§ Given problem:
Print, word for word, the stretch of the comic book redemption piece below from "In comic book stories, however, redemption" to "new, redeemed life.".

§ Source document:

Marvel Studios/Walt Disney Pictures

This Friday, The Avengers will hit theaters. It is the first—and, if its current 96% fresh rating at Rotten Tomatoes is any indication, potentially the best—of several anticipated blockbusters based on comic book characters expected to draw record crowds this summer. So, what is it about these stories that draw us in such large numbers?

It isn’t simply the action-packed adventure. Like all good stories, we are drawn to them because they speak to our human condition. In a 2004 Christianity Today article, Frank Smith writes, “These characters may have super strength…. But their inner battles (and their struggles in spite of them) to right wrongs and take up the challenge of evil are our own—albeit writ large, colorful and on a grand scale.” In their stories, we see our own.

In a recent Guardian piece, Tom Hiddleston (who plays Loki in The Avengers) hones in on something our stories share that I resonate with in particular: “The possibility of redemption is right around the corner,” he observes. In comic book stories, redemption is a key theme and almost always involves a radical life change. Not only are the heroes saved from something, they are saved to something. And this reminds us of something important about own Story.

Iron Man/Paramount

Avenger Tony Stark is one of my favorite examples of this. Granted, Stark is definitely a “work in progress,” but perhaps therein lies the draw. In Iron Man, Stark’s heart undergoes both a literal and figurative transformation when his proximity to an explosion requires that a device be implanted in his chest to keep metal fragments from piecing his heart and killing him. This experience both transforms his physical capabilities (the device eventually powers the Iron Man suit) and the kind of person he becomes. Faced with death and his culpability in the use of weapons his company designed, Stark rethinks his self-centered way of life. Essentially, he repents—or as Mark Scandrette puts it in Soul Graffiti, “rethinks his thinking.” He becomes a different kind of person; he rejects his old way of life and starts working out a life prioritized by protecting others and righting wrongs.

In comic book stories, however, redemption almost never takes place in a vacuum. Tony Stark needs the Avengers. His life change will be honed and shaped in a community of people who have extremely different gifts but share a common mission. Communities like the Avengers—or X-Men, Justice League, etc.—recognize and develop gifts of each of their members, encourage each other to live responsibly, and work together to help and protect those who may even despise them. Individually, their gifts are often powerful but what they can do individually is nothing compared to what they can do as they learn to work together—something Stark must work out in his new, redeemed life.

§ Provided data:

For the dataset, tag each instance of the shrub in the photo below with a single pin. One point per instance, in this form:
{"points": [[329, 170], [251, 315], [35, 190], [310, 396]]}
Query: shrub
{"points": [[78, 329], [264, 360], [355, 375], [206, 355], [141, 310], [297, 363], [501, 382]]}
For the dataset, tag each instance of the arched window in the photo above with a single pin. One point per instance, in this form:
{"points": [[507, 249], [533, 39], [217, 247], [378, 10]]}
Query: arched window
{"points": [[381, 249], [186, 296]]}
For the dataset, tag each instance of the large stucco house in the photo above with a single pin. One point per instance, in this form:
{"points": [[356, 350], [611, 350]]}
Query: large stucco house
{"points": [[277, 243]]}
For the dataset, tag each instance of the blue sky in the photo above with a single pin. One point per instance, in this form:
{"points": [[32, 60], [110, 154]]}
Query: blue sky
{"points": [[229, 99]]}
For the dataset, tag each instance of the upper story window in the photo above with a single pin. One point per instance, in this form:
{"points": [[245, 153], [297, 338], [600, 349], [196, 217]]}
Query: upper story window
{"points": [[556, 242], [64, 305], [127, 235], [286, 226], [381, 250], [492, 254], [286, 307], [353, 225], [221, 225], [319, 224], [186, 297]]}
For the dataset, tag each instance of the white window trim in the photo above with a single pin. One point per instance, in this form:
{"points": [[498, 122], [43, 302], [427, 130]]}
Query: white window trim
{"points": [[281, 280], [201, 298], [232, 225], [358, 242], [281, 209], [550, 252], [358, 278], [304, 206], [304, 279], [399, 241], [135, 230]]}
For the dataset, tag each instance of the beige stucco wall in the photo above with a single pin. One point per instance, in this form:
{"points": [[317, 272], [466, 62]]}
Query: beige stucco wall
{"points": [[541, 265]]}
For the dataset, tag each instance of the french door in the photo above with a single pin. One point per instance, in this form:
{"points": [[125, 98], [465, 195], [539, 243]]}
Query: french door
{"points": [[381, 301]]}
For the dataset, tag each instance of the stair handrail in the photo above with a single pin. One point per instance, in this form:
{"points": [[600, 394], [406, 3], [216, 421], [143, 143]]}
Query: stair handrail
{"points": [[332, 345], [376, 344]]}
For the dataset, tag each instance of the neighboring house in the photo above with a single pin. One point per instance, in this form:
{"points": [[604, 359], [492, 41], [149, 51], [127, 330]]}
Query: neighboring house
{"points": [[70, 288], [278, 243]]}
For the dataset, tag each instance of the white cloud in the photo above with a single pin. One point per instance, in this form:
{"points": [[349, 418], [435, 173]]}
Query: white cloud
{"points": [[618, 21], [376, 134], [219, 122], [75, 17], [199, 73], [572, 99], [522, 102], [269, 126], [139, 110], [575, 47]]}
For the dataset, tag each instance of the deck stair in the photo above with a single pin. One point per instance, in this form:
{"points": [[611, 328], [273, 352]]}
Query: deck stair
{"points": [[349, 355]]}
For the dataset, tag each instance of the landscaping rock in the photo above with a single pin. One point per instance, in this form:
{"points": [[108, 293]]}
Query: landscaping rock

§ The answer:
In comic book stories, however, redemption almost never takes place in a vacuum. Tony Stark needs the Avengers. His life change will be honed and shaped in a community of people who have extremely different gifts but share a common mission. Communities like the Avengers—or X-Men, Justice League, etc.—recognize and develop gifts of each of their members, encourage each other to live responsibly, and work together to help and protect those who may even despise them. Individually, their gifts are often powerful but what they can do individually is nothing compared to what they can do as they learn to work together—something Stark must work out in his new, redeemed life.